▶ EXPLORE THE MATERIAL
1. In the article about the Long Island doctor's sentencing, quote word for word the passage that begins at the words "Although Bianco acknowledged" and stops after "the maximium allowed.".
2. Extend the article about the Long Island doctor's sentencing for oxycodone prescriptions, picking up after its last sentence.

US District court Judge Joseph Bianco threw the book at Long Island doctor Leonard Stambler yesterday by sentencing him to 10 years behind bars for literally acting as a “drug dealer” by writing illegal prescriptions for the painkiller oxycodone. Stambler, 63, is the first doctor to stand trial following a crackdown on abuse of he drug by the DEA along with New York State Police and agents from the IRS after four people were gunned down by drug addict David Laffer during a robbery at a Medford, NY pharmacy during an early morning robbery on Father’s Day in June 2011. Stambler was arrested at his Baldwin Harbor, NY office the following November.

Although Bianco acknowledged that Dr. Stambler had “done much good with many patients,” he stated that he had intentionally lied during his trial by claiming to have acted as a compassionate provider, by continuing to write prescriptions for those suspected of selling the drug, including a couple that had “begged him not to report the crime to the police,” because they had just had a baby. For that reason, and to “send a clear message to other physicians, he sentenced the doctor to just one month less than the maximium allowed.

▶ PROVIDED MATERIAL

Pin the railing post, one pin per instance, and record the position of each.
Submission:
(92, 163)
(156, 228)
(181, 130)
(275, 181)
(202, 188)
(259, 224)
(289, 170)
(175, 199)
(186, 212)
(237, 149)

▶ OUTPUTS BY TASK
1.
Although Bianco acknowledged that Dr. Stambler had “done much good with many patients,” he stated that he had intentionally lied during his trial by claiming to have acted as a compassionate provider, by continuing to write prescriptions for those suspected of selling the drug, including a couple that had “begged him not to report the crime to the police,” because they had just had a baby. For that reason, and to “send a clear message to other physicians, he sentenced the doctor to just one month less than the maximium allowed.

2.
Stambler has asked for leniency prior to sentencing, citing his own poor health and his desire to be able to care for his two sons.

“I am very sorry for what I did,” he told the court. “I thought I was helping the patients. I got too personally involved.”

His attorney, Gary Schoer, stated that they would appeal the ruling.

Abuse of painkillers has skyrocketed on Long Island in recent years, resulting in a growing number of accidental overdoses. In February, federal agents succeeded in busting a local drug ring led by Cedric Moss of Jamaica, and Michael Taylor accused of trafficking more than 100,000 oxycodone pills worth more than $3 million, most of which were said to have been obtained through forged prescriptions.